> _What to produce_
Copy the entries below word for word, from their first line through the line that holds "<point>30,203</point>", including both of those lines.

> _Excerpted records_
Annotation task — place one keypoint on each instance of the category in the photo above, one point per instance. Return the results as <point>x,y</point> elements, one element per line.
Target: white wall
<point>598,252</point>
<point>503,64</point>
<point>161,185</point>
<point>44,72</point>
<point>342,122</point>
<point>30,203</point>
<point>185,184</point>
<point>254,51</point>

> _Response for this exercise_
Annotation task — place one keypoint on each instance of the category in the photo above, one point per instance. Return the results as <point>x,y</point> elements, one element per line.
Target: white wall
<point>598,252</point>
<point>503,64</point>
<point>161,185</point>
<point>44,72</point>
<point>342,122</point>
<point>30,203</point>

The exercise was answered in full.